== Instructions to follow ==
How many lines in the rows below contain the string "rear"? Reply with only the number.

== Provided records ==

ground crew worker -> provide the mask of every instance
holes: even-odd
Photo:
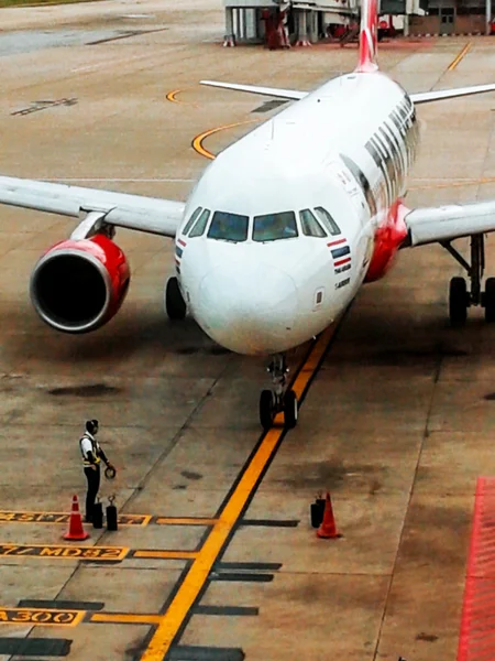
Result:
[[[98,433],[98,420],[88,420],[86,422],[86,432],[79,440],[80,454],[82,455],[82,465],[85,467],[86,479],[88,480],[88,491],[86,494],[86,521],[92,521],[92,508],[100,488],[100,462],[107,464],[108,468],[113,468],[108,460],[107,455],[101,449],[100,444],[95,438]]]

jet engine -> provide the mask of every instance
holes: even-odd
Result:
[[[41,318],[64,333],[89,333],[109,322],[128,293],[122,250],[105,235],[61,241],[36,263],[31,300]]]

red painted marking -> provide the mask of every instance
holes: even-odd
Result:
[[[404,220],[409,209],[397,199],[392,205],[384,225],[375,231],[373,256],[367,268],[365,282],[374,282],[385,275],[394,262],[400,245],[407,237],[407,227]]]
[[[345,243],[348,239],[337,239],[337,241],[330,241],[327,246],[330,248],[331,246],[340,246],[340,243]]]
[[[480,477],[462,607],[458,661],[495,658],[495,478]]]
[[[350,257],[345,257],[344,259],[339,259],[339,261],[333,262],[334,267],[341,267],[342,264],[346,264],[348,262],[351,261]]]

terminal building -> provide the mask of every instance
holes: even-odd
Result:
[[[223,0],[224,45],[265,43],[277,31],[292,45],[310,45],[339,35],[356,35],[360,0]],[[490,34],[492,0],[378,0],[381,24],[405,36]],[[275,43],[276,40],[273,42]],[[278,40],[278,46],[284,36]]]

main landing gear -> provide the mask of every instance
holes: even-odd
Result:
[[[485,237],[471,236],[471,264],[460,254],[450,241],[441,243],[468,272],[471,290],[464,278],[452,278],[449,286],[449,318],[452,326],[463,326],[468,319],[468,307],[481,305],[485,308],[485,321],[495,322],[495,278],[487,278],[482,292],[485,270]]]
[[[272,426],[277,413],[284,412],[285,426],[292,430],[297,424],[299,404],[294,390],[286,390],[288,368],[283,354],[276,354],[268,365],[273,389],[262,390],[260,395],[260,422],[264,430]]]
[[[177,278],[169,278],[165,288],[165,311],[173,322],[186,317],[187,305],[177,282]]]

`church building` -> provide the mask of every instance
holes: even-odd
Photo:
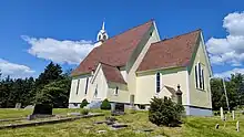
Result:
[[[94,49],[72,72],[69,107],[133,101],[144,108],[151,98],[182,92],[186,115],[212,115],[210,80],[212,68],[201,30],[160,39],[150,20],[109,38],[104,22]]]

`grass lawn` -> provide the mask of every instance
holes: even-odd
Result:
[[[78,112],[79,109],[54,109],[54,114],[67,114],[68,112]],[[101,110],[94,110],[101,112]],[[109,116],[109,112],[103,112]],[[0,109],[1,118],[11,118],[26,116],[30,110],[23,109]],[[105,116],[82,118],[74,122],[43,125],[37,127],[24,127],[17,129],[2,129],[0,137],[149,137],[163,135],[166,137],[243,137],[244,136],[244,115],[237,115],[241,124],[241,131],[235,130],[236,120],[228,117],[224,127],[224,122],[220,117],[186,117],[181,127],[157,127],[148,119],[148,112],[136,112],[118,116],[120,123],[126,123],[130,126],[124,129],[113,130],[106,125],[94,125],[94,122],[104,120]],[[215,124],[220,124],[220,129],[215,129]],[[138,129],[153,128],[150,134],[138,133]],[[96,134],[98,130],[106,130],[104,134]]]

...

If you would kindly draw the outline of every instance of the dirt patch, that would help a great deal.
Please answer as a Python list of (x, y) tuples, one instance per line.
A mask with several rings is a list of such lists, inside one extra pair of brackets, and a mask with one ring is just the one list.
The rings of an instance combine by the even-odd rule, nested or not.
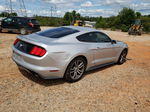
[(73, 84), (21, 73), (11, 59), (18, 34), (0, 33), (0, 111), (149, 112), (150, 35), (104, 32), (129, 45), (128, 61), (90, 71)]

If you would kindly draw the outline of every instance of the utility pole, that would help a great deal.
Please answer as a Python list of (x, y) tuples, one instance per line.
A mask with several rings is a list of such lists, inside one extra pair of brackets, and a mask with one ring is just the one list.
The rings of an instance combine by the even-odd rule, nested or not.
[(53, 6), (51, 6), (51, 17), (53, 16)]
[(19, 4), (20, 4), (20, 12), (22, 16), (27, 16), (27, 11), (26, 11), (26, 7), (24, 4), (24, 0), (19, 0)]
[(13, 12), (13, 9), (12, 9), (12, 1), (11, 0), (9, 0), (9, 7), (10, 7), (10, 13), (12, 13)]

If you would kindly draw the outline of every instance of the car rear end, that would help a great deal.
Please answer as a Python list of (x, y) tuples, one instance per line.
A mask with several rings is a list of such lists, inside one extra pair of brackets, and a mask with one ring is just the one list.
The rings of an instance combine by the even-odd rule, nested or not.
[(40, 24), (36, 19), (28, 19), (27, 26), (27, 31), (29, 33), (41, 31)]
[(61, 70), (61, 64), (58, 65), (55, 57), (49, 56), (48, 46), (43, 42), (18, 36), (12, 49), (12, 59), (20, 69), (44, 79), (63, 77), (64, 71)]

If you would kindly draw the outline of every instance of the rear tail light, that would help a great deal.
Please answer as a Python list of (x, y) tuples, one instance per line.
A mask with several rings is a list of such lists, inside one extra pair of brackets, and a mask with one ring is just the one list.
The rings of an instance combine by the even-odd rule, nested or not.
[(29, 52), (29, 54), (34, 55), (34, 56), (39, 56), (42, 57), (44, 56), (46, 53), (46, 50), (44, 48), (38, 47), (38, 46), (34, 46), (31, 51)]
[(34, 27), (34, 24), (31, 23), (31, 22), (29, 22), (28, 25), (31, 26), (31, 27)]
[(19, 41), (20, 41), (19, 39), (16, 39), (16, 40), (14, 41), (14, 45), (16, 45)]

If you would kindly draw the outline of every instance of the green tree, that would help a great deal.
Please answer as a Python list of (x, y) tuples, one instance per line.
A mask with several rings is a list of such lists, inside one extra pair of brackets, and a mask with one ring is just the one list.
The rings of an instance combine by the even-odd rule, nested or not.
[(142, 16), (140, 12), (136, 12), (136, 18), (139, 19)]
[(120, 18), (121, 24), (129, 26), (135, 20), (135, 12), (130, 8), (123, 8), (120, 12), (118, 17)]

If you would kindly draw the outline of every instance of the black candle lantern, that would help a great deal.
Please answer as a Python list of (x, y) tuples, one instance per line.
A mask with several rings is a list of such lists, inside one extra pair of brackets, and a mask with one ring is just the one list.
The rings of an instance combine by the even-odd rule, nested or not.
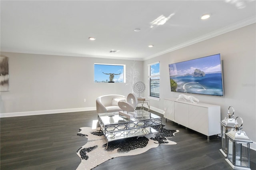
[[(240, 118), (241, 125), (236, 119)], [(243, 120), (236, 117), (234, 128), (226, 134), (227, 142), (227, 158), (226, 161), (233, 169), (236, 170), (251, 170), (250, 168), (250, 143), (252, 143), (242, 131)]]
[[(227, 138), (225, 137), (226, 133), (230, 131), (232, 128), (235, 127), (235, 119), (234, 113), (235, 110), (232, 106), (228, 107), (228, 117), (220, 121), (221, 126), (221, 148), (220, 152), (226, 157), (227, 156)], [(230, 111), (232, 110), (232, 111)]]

== Finished answer ==
2